REQUEST: Could you convert everything from the start of the data down to the line containing "[417,228,480,245]", inclusive, into a Markdown table with the columns Row and Line? Number each line in Row, put its text in Line, and leave out blank lines.

Start of DATA FOR THIS TASK

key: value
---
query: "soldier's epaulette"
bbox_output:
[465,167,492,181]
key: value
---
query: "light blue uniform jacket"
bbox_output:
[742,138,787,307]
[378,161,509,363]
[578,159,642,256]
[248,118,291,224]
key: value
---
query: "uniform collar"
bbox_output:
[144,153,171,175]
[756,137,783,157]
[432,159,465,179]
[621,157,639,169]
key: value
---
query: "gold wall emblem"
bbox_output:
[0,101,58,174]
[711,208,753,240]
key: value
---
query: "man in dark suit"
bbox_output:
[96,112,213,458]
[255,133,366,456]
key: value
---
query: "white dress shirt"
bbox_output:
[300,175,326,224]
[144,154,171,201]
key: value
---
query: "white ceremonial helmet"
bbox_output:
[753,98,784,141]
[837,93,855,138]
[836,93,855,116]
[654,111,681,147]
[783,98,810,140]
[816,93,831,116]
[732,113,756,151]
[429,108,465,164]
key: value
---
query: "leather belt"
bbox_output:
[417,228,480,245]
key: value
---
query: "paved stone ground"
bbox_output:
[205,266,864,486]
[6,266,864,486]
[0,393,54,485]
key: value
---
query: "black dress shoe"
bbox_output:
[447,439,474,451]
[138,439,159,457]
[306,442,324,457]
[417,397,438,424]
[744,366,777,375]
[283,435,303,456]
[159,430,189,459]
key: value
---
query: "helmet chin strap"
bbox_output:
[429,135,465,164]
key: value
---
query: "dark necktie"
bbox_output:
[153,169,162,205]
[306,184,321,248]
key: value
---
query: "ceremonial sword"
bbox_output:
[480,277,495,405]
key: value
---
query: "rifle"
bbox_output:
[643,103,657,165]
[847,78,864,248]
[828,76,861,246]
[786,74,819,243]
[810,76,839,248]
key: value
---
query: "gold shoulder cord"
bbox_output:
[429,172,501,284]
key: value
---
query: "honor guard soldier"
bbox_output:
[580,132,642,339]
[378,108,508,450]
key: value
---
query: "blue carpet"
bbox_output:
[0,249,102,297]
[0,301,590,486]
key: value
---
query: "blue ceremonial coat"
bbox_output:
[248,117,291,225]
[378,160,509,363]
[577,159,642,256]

End of DATA FOR THIS TASK

FULL OUTPUT:
| Row | Line |
|---|---|
| 1 | key: value |
| 2 | --- |
| 3 | query: "soldier's epaulette" |
| 4 | bbox_output: |
| 5 | [465,167,492,181] |
| 6 | key: value |
| 7 | --- |
| 8 | query: "light blue uniform jacket" |
| 9 | bbox_output: |
| 10 | [742,138,787,307] |
| 11 | [378,161,509,363] |
| 12 | [578,159,642,256] |
| 13 | [248,118,291,224] |
| 14 | key: value |
| 15 | --- |
| 16 | query: "uniform collar" |
| 17 | bbox_output: |
| 18 | [144,153,171,175] |
| 19 | [756,137,783,157] |
| 20 | [432,159,465,179] |
| 21 | [621,157,639,169] |
| 22 | key: value |
| 23 | --- |
| 24 | query: "gold wall emblem" |
| 25 | bbox_output: |
| 26 | [0,101,58,174] |
| 27 | [711,208,753,240] |
| 28 | key: value |
| 29 | --- |
| 30 | query: "man in dark suit" |
| 31 | bbox_output: |
| 32 | [96,112,213,458] |
| 33 | [255,133,366,456] |
| 34 | key: value |
| 35 | --- |
| 36 | query: "white dress shirt" |
| 37 | bbox_output: |
| 38 | [300,175,326,224] |
| 39 | [144,154,171,201] |
| 40 | key: value |
| 41 | --- |
| 42 | query: "white ceremonial helmet" |
| 43 | bbox_output: |
| 44 | [753,98,784,141] |
| 45 | [837,93,855,138] |
| 46 | [836,93,855,116] |
| 47 | [654,111,681,147] |
| 48 | [783,98,810,140] |
| 49 | [816,93,831,116] |
| 50 | [732,113,756,151] |
| 51 | [429,108,465,164] |
| 52 | key: value |
| 53 | --- |
| 54 | query: "leather belt" |
| 55 | bbox_output: |
| 56 | [417,228,480,245] |